* [Problem description]:
Go through the listing and copy each line with the string "mountain".

:::

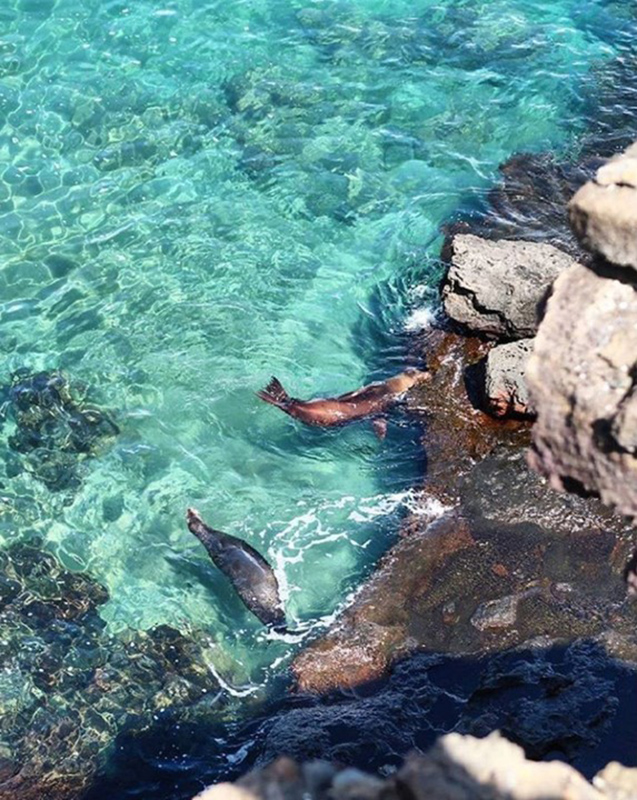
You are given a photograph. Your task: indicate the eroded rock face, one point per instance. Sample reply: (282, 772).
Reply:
(506, 389)
(583, 387)
(495, 288)
(603, 212)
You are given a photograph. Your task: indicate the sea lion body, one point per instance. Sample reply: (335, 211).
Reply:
(248, 571)
(369, 401)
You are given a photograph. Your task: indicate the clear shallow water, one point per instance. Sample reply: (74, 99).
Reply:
(197, 195)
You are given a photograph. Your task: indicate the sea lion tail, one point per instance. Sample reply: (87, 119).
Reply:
(275, 394)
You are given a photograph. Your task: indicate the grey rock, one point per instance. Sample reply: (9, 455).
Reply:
(496, 287)
(506, 389)
(603, 212)
(583, 387)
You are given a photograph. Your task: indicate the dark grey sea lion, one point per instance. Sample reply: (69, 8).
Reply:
(248, 571)
(369, 401)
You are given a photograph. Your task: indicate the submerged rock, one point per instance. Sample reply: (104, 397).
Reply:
(69, 688)
(55, 429)
(603, 213)
(530, 203)
(457, 767)
(496, 288)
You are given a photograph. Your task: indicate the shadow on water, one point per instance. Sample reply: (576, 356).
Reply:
(570, 702)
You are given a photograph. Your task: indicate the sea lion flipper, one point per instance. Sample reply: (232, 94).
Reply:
(379, 424)
(275, 394)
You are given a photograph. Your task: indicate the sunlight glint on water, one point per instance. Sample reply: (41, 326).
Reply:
(224, 188)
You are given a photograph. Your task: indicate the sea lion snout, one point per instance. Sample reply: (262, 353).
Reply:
(193, 518)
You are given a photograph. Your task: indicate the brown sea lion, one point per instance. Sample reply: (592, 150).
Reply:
(248, 571)
(369, 401)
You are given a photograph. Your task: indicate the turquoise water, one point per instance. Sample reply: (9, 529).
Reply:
(196, 195)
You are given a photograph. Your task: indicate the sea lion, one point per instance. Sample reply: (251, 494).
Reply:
(369, 401)
(248, 571)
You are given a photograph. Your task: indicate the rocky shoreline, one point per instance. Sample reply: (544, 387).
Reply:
(511, 564)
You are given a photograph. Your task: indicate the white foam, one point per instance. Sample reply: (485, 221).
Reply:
(420, 319)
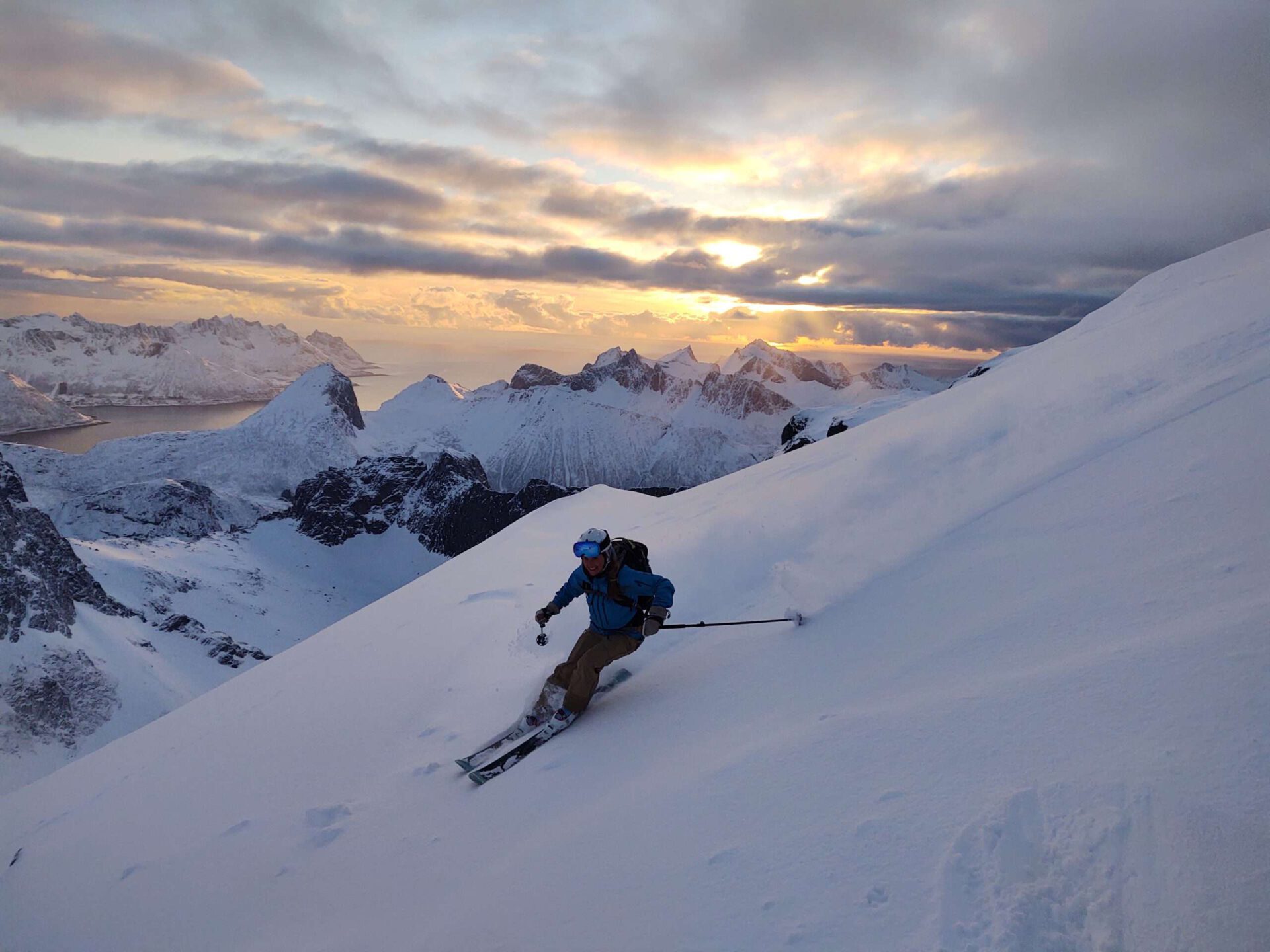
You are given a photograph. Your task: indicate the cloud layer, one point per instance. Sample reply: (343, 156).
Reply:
(967, 175)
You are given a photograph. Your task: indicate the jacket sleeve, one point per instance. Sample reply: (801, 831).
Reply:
(571, 589)
(647, 584)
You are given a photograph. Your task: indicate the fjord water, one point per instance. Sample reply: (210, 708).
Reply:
(135, 422)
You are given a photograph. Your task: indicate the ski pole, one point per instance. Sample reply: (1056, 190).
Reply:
(796, 619)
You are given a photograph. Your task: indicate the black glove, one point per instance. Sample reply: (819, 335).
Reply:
(653, 619)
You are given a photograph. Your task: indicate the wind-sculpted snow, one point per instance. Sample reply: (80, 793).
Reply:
(208, 361)
(1027, 711)
(23, 408)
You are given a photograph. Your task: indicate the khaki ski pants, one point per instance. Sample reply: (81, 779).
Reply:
(579, 676)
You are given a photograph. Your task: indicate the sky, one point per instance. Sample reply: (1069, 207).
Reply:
(930, 182)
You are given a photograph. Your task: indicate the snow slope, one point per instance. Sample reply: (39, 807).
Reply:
(1028, 713)
(265, 589)
(208, 361)
(23, 408)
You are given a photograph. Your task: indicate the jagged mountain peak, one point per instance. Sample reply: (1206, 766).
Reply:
(683, 353)
(610, 356)
(769, 362)
(317, 395)
(889, 376)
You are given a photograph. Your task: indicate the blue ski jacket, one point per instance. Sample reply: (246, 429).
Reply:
(609, 617)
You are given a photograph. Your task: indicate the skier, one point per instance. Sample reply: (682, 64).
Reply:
(619, 623)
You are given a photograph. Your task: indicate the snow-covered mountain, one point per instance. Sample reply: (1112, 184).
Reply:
(23, 408)
(888, 376)
(624, 419)
(210, 361)
(1028, 711)
(99, 637)
(447, 503)
(310, 427)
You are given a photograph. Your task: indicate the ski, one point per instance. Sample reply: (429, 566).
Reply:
(509, 758)
(519, 730)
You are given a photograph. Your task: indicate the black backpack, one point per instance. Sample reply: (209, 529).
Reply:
(635, 555)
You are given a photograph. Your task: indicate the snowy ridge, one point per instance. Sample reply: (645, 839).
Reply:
(1028, 713)
(622, 420)
(312, 426)
(208, 361)
(23, 408)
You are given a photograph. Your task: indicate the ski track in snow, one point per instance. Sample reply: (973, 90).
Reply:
(1028, 711)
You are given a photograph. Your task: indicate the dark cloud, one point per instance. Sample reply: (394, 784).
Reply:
(51, 66)
(970, 332)
(17, 281)
(233, 193)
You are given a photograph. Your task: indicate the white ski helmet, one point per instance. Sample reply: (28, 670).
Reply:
(591, 543)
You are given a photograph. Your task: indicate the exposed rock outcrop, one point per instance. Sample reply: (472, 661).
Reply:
(448, 503)
(41, 578)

:::

* [Response below]:
You are given a photograph. Your task: indicate the jagged mountain peak, one point per instance. Sample reply: (1206, 766).
You are given a photograph. Your task: indicate the snow-covered mountain, one point per instance. Sample reply: (1112, 184).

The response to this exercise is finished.